Extract to read:

━━━━━━

Change is sometimes hard to accept, hard to come to terms with right?.  Sometimes we lose a relative, a child, or we are hit with an illness, we lose our home, we are let go from a job, these things can happen unexpectedly to anyone.  I remember when I was told my mom had breast cancer, I also remember where I was and exactly how I felt when I was on the phone with the counselor from the hospital.  My heart just dropped, I couldn't process the words that she was telling me.  It was like an out of body experience, I was there but my spirit just couldn't bear the news.  It was my mom who called me to tell me the news, but she couldn't finish telling me and handed her phone to the hospital counselor.  The counselor then proceeds to tell me your mom has stage 3 breast cancer, it is very aggressive, that word aggressive paralyzed me right there and I couldn't hear anymore.  After the phone call I proceeded to go back to my desk at work, and I remember my co worker coming up behind me asking me if I was ok, and it was like I couldn't hold it; I began crying non stop.  This was the first time in my life where I was hit with something so serious and I wasn't ready for it.  I wanted to stop time, to go back and change everything but I couldn't.    Now forward 6 years later and then Im told I have Colon Cancer.  I was ill for a couple of months now, and I didn't know what was causing it.  Never would I have thought it was cancer that was making me lose my appetite, lose an excessive amount of weight; I just thought I had gallbladder issues. I mean Im only 33 years old, why would I get Cancer, and I thought I was a healthy individual.  So here I am again dealing with this life changing illness.  I was upset, feeling hopeless, didn't understand how it could happen to me.  And no it wasn't because my mom had breast cancer; the doctors told me there is no link between breast cancer and colon cancer.  It is actually very rare for young people to get colon cancer, it usually happens to people 50 and older.  It took me some time to accept this news; to accept change.  It is easy to be happy when life is going your way, it is easy to be grateful when you have health, but when you are hit with changes that turn your life upside down, now that is when you are tested.

━━━━━━

Source material:
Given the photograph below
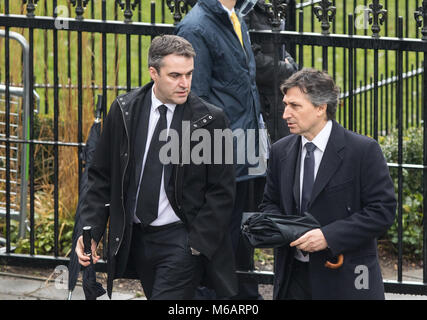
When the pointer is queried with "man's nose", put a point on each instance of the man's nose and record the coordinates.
(285, 114)
(185, 82)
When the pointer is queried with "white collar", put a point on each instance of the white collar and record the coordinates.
(322, 138)
(155, 103)
(228, 10)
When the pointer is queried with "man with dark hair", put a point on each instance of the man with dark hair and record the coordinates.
(167, 221)
(225, 76)
(339, 177)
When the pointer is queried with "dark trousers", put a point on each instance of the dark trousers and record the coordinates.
(164, 263)
(248, 196)
(299, 287)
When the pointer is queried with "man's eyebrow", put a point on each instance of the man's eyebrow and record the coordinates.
(293, 103)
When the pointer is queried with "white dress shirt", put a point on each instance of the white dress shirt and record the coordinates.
(320, 141)
(166, 214)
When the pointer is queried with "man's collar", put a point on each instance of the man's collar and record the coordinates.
(322, 138)
(155, 103)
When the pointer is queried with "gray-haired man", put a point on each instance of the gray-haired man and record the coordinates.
(342, 179)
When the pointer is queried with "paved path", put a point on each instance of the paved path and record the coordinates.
(18, 287)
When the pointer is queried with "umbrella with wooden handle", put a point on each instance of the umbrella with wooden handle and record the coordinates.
(337, 265)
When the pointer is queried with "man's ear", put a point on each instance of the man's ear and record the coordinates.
(322, 110)
(153, 73)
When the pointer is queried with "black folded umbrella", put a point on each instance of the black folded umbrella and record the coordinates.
(270, 230)
(91, 288)
(86, 156)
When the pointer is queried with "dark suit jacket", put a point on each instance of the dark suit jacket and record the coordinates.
(202, 195)
(353, 199)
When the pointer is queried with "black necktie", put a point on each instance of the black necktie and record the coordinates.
(308, 178)
(148, 200)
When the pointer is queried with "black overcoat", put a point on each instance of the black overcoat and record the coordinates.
(353, 199)
(202, 195)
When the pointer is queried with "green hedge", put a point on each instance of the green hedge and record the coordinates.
(412, 184)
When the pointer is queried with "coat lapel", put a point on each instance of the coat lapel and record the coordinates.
(331, 160)
(177, 126)
(140, 136)
(290, 190)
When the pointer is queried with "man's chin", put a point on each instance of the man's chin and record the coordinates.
(180, 100)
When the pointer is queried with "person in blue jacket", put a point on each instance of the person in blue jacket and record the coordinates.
(224, 75)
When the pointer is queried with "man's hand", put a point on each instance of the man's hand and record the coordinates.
(311, 241)
(84, 260)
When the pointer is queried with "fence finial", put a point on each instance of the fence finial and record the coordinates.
(178, 8)
(277, 11)
(80, 7)
(420, 16)
(128, 7)
(325, 13)
(31, 7)
(378, 17)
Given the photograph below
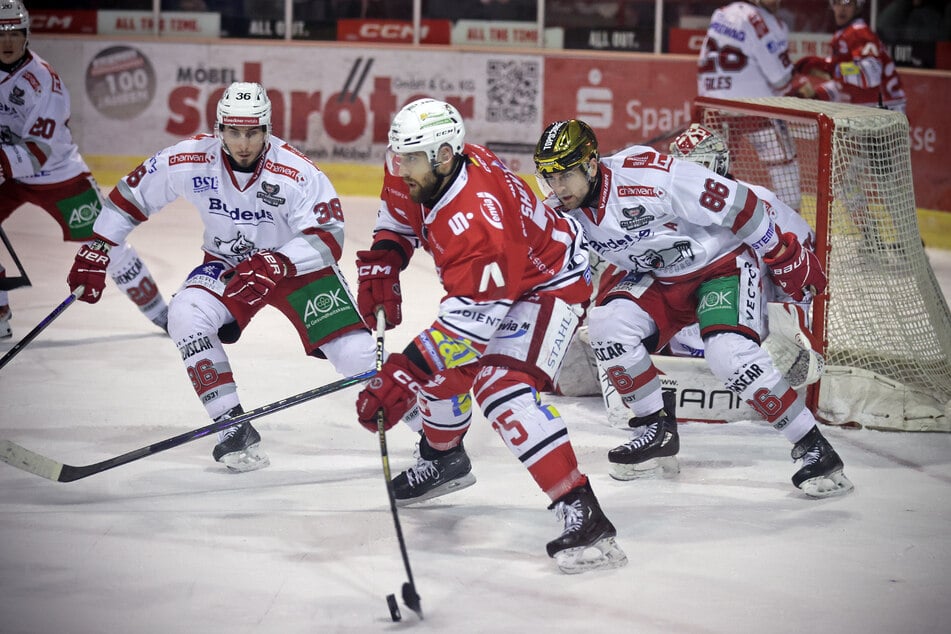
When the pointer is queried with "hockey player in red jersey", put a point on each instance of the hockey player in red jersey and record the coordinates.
(40, 164)
(859, 71)
(694, 243)
(516, 277)
(273, 233)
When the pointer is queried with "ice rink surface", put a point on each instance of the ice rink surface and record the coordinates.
(174, 543)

━━━━━━

Required tasks:
A) List the unexpected events that the passage on accepting change says can happen to anyone.
B) According to the passage on accepting change, what stage was the mother's breast cancer?
The material is separate from the passage on accepting change.

Results of the exercise:
A)
- Losing a relative
- Losing a child
- Being hit with an illness
- Losing one's home
- Being let go from a job

B) It was stage 3.